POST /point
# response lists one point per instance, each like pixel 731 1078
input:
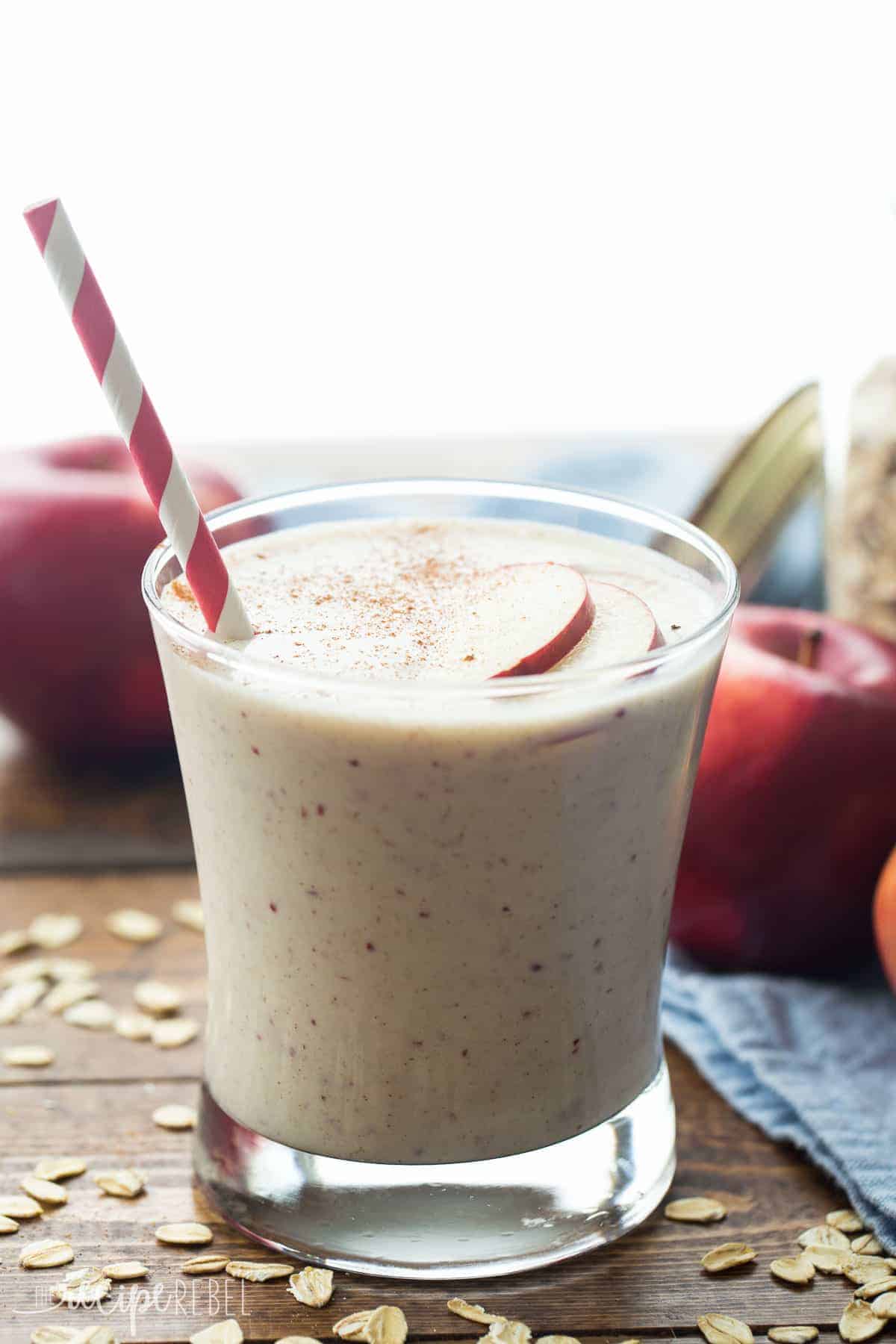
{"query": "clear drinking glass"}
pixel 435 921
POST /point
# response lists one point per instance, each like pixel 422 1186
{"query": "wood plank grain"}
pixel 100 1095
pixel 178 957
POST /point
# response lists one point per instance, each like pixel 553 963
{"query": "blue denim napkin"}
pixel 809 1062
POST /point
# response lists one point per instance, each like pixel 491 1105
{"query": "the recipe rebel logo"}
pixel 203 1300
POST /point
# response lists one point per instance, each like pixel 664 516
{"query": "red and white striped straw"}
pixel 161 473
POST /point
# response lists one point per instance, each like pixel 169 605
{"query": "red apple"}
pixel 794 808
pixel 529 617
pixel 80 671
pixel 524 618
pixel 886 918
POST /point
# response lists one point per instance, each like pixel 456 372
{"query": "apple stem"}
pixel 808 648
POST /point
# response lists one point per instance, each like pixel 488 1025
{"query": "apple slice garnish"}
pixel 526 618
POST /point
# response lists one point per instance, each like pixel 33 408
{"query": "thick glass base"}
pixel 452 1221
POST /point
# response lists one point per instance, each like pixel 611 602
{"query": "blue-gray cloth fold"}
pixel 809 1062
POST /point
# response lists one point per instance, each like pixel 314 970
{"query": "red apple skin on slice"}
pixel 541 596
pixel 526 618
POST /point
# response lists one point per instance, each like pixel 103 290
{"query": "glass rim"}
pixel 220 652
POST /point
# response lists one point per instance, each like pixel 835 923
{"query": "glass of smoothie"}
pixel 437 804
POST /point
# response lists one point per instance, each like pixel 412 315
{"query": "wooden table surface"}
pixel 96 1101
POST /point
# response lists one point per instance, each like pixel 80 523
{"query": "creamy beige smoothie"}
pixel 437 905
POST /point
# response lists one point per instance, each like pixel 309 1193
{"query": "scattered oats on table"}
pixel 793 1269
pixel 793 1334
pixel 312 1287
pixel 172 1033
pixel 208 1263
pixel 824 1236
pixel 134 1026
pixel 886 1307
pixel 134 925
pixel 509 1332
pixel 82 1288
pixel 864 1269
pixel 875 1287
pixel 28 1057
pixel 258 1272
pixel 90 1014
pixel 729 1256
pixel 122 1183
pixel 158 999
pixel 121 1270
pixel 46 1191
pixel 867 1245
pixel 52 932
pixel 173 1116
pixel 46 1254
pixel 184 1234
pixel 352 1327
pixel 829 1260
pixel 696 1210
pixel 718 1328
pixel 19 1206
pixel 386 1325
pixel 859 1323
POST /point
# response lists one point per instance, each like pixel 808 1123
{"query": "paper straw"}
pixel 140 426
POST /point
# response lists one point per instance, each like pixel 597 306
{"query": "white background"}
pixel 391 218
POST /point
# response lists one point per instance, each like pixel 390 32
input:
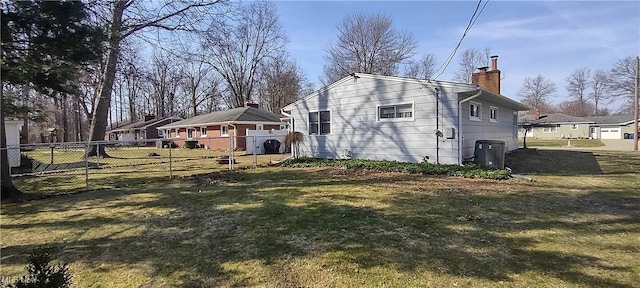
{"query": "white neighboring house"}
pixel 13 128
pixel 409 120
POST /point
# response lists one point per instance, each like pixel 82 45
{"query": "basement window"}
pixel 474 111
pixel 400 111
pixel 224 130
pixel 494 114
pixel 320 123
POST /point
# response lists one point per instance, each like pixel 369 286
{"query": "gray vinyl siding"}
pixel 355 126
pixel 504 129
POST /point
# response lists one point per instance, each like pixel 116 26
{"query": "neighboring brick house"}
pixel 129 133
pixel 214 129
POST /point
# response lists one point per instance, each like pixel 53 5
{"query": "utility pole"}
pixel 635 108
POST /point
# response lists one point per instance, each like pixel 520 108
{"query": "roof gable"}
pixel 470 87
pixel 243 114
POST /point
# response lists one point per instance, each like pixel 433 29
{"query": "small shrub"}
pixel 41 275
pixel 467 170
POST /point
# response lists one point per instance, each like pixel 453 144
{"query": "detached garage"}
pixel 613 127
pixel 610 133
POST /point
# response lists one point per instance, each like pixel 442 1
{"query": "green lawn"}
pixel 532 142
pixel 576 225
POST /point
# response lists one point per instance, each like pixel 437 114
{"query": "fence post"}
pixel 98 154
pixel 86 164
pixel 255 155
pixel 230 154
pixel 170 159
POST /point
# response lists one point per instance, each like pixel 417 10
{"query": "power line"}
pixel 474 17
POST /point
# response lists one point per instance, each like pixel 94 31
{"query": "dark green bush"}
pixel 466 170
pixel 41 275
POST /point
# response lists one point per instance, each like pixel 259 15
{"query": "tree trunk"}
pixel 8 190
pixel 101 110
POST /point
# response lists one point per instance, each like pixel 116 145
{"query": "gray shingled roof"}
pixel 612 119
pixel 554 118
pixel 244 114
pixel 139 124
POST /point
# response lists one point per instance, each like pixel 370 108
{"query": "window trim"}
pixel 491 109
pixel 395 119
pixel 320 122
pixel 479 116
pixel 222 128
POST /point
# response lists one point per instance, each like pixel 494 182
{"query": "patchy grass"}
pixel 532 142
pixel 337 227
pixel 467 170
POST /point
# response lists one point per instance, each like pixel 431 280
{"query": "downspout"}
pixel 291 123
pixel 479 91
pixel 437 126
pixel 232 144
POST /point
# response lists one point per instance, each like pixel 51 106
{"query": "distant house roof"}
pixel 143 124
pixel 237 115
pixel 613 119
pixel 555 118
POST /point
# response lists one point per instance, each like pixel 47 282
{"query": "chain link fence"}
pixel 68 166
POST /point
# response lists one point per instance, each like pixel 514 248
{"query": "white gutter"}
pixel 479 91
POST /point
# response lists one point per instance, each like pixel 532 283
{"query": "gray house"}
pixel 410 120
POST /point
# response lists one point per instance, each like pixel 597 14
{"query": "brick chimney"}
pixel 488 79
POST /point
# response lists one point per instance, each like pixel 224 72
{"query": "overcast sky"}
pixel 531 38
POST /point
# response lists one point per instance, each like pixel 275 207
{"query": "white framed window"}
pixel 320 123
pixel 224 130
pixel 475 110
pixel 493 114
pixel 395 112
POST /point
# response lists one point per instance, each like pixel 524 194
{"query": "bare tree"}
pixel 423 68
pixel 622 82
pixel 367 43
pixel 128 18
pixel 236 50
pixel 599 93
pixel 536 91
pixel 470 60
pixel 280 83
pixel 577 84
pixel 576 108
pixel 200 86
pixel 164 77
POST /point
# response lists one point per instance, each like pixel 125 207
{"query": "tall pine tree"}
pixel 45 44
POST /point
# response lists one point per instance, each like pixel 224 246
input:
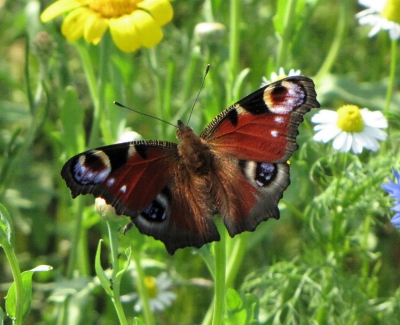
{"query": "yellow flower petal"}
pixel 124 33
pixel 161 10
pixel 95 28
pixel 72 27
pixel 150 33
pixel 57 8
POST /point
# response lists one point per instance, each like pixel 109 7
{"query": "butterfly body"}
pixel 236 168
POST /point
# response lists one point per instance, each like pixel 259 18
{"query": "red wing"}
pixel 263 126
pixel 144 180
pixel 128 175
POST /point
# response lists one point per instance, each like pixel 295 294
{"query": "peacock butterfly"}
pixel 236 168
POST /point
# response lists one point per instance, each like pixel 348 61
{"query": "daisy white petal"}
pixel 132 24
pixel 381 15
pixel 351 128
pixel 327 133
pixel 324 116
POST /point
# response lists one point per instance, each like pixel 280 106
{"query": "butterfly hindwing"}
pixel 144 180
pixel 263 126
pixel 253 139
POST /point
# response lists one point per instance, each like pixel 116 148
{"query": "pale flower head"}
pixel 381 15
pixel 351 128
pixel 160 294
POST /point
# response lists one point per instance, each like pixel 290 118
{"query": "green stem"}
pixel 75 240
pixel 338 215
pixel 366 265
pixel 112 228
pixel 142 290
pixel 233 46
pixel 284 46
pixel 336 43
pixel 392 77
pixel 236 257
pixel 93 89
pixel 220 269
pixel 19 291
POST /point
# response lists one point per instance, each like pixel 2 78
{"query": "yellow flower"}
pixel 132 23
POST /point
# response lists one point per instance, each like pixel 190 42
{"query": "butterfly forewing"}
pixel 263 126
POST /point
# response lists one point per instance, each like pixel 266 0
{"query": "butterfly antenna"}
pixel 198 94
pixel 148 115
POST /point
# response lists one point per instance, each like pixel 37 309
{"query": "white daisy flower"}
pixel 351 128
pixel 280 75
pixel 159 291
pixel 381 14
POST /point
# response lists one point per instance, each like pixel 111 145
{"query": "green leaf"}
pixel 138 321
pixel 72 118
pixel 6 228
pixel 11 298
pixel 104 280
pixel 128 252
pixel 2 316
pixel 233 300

## Task to complete
Render the data, starting at its first line and ending at the line that contains "pixel 886 918", as a JSON list of strings with one string per line, both ends included and blank lines omitted. Leave the pictures out of the answer.

## Correct result
[
  "POST /point",
  "# response lists one point per instance, each like pixel 731 1078",
  "input:",
  "{\"query\": \"clear drinking glass\"}",
  "pixel 435 921",
  "POST /point",
  "# response lists one point per instance, each like pixel 422 1186",
  "{\"query\": \"wood plank grain\"}",
  "pixel 100 1095",
  "pixel 178 957",
  "POST /point",
  "# response lists one point per instance, each like pixel 553 963",
  "{\"query\": \"blue denim napkin\"}",
  "pixel 809 1062",
  "POST /point",
  "# response lists one point per instance, each like pixel 491 1105",
  "{\"query\": \"the recipe rebel logo\"}",
  "pixel 203 1300",
  "POST /point",
  "# response lists one point per instance, each like pixel 664 516",
  "{\"query\": \"red and white striped straw\"}",
  "pixel 161 473",
  "POST /point",
  "# response lists one point per instance, each like pixel 169 605",
  "{\"query\": \"red apple\"}",
  "pixel 794 808",
  "pixel 529 617",
  "pixel 80 671",
  "pixel 524 618",
  "pixel 886 918"
]